GIVEN RECORDS ::
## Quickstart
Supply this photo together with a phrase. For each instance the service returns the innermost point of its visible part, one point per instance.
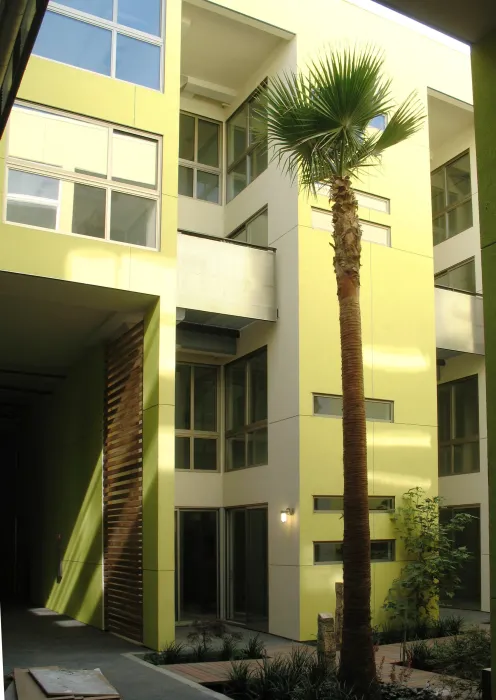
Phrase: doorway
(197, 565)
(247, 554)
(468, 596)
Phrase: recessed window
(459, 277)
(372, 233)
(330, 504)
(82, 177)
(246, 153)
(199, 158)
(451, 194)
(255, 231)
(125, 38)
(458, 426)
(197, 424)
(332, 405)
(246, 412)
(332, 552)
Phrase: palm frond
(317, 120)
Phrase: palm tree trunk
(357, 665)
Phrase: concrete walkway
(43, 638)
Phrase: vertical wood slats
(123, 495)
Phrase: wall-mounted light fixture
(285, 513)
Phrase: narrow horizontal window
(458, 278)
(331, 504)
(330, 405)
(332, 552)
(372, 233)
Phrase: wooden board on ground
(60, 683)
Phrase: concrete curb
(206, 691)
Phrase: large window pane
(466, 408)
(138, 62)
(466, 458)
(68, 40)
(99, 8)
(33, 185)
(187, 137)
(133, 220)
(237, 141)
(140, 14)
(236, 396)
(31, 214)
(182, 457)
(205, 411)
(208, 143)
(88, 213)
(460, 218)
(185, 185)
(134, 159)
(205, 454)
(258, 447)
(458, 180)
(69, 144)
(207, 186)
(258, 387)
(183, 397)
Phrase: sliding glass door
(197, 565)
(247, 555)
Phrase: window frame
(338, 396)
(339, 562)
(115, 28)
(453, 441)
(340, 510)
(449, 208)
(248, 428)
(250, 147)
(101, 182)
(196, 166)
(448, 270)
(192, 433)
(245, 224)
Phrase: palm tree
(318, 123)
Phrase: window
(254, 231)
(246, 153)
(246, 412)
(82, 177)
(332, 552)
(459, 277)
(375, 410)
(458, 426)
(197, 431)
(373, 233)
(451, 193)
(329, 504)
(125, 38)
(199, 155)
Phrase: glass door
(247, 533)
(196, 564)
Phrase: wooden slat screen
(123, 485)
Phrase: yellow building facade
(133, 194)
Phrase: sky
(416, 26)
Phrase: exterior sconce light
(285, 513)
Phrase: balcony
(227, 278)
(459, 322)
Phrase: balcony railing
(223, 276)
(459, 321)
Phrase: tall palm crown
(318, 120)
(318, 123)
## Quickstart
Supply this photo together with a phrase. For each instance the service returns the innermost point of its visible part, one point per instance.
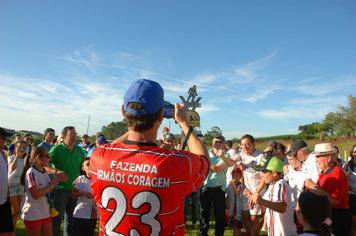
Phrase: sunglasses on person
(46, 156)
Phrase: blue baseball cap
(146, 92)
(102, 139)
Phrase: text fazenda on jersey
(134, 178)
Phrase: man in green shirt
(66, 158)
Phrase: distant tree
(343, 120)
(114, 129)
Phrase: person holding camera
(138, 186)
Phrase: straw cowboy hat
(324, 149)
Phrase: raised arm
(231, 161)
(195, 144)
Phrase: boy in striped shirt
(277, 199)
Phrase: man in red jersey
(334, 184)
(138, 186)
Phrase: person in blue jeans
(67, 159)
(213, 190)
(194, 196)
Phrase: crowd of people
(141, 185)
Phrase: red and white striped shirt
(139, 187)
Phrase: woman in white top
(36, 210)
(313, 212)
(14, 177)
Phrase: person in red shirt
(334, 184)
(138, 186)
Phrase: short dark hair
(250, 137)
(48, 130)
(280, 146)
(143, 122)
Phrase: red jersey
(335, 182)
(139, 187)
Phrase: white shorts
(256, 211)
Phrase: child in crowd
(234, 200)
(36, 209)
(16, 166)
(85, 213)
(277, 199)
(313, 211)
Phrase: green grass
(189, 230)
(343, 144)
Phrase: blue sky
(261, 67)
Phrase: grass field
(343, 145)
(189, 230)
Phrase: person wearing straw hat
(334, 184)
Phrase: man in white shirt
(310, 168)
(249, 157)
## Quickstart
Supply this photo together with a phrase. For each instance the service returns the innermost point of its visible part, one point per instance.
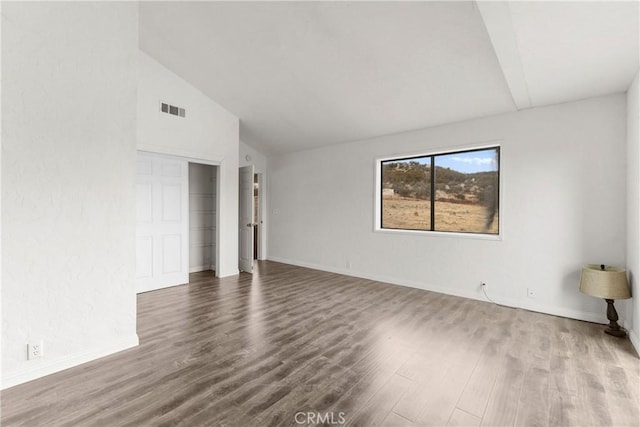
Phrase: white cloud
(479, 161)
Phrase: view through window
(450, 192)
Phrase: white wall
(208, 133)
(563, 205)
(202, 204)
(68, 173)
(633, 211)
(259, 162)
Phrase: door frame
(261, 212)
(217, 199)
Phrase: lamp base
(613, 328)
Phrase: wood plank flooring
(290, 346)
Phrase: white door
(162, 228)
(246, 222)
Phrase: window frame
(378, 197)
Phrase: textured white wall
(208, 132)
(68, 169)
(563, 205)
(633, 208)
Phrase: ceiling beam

WHAT IS NEEDED ::
Your reply should be the entries above, repeated exactly and free of pictures.

THE COMPLETED TASK ::
## Quickstart
Supply this photo together with a phrase. For each instance the service returns the innermost point of its visible part, one point per instance.
Phrase: doorway
(197, 565)
(247, 554)
(468, 596)
Phrase: recessed window
(459, 277)
(372, 233)
(330, 504)
(82, 177)
(246, 153)
(199, 158)
(451, 194)
(255, 231)
(125, 38)
(458, 426)
(197, 424)
(332, 405)
(246, 412)
(332, 552)
Phrase: palm frond
(317, 120)
Phrase: palm tree trunk
(357, 665)
Phrase: concrete walkway
(43, 638)
Phrase: vertical wood slats
(123, 495)
Phrase: wall-mounted light fixture
(285, 513)
Phrase: narrow horizontal window
(458, 278)
(331, 504)
(330, 405)
(332, 552)
(372, 233)
Phrase: wooden board on ground
(60, 683)
Phrase: concrete curb
(206, 691)
Phrase: large window pane
(466, 408)
(138, 62)
(466, 458)
(68, 40)
(99, 8)
(33, 185)
(187, 137)
(133, 220)
(237, 141)
(140, 14)
(236, 396)
(31, 214)
(182, 457)
(205, 411)
(208, 143)
(88, 213)
(460, 218)
(185, 185)
(134, 159)
(205, 454)
(258, 447)
(458, 180)
(69, 144)
(207, 186)
(258, 387)
(183, 397)
Phrase: sliding glass door
(197, 565)
(247, 555)
Phrase: window frame
(338, 396)
(339, 562)
(115, 28)
(453, 441)
(340, 510)
(449, 208)
(248, 428)
(250, 147)
(101, 182)
(196, 166)
(448, 270)
(192, 433)
(245, 224)
Phrase: palm tree
(318, 123)
Phrase: window
(254, 231)
(246, 153)
(246, 412)
(82, 177)
(332, 552)
(459, 277)
(375, 410)
(458, 426)
(197, 431)
(373, 233)
(451, 193)
(329, 504)
(125, 38)
(199, 155)
Phrase: glass door
(247, 533)
(196, 564)
Phrase: wooden slat screen
(123, 485)
Phrase: yellow building facade
(133, 194)
Phrase: sky
(416, 26)
Phrase: exterior sconce light
(285, 513)
Phrase: balcony
(227, 278)
(459, 322)
Phrase: balcony railing
(223, 276)
(459, 321)
Phrase: tall palm crown
(318, 120)
(318, 123)
## Quickstart
Supply this photo together with a phrase. For each instance the service returns the innermost point of its visible part, one point per instance.
Phrase: sunglasses on person
(46, 156)
Phrase: blue baseball cap
(146, 92)
(102, 139)
Phrase: text fazenda on jersey
(134, 178)
Phrase: man in green shirt
(66, 158)
Phrase: distant tree
(343, 120)
(114, 129)
Phrase: person holding camera
(138, 186)
Phrase: straw cowboy hat
(324, 149)
Phrase: raised arm
(231, 161)
(195, 144)
Phrase: boy in striped shirt
(277, 199)
Phrase: man in red jersey
(334, 184)
(138, 186)
Phrase: person in blue jeans
(67, 159)
(213, 190)
(194, 196)
Phrase: crowd of people
(141, 185)
Phrase: red and white striped shirt
(139, 187)
Phrase: woman in white top
(36, 210)
(313, 212)
(14, 177)
Phrase: person in red shirt
(334, 184)
(138, 186)
Phrase: short dark hair
(250, 137)
(48, 130)
(280, 146)
(143, 122)
Phrase: red jersey
(335, 182)
(139, 187)
Phrase: white shorts
(256, 211)
Phrase: child in crowd
(234, 200)
(36, 209)
(16, 166)
(85, 213)
(277, 199)
(313, 211)
Phrase: green grass
(189, 230)
(343, 144)
Phrase: blue sky
(261, 67)
Phrase: grass field
(343, 145)
(189, 230)
Phrase: person wearing straw hat
(334, 184)
Phrase: man in white shirt
(310, 168)
(249, 157)
## Quickstart
Supply this photo together with a phrase. For each instance the service returns the innermost point of its visible part, one point per instance.
Phrase: white cloud
(479, 161)
Phrase: view through window
(450, 192)
Phrase: white wall
(208, 133)
(563, 205)
(202, 204)
(68, 173)
(633, 211)
(259, 162)
Phrase: door frame
(261, 212)
(217, 199)
Phrase: lamp base
(613, 328)
Phrase: wood plank flooring
(290, 346)
Phrase: white door
(162, 228)
(246, 222)
Phrase: window frame
(378, 197)
Phrase: textured white wall
(208, 132)
(68, 169)
(563, 205)
(633, 208)
Phrase: ceiling beam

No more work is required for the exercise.